--- PROVIDED ENTRIES Enclosed Below ---

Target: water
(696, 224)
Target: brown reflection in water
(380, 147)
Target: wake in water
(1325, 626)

--- End of Enclosed PROVIDED ENTRIES ---

-- DIRECTIONS --
Return the records above verbatim, in their entirety.

-- WRITTEN ANSWER --
Target: water
(696, 224)
Target: brown reflection in water
(380, 147)
Target: wake in water
(1325, 626)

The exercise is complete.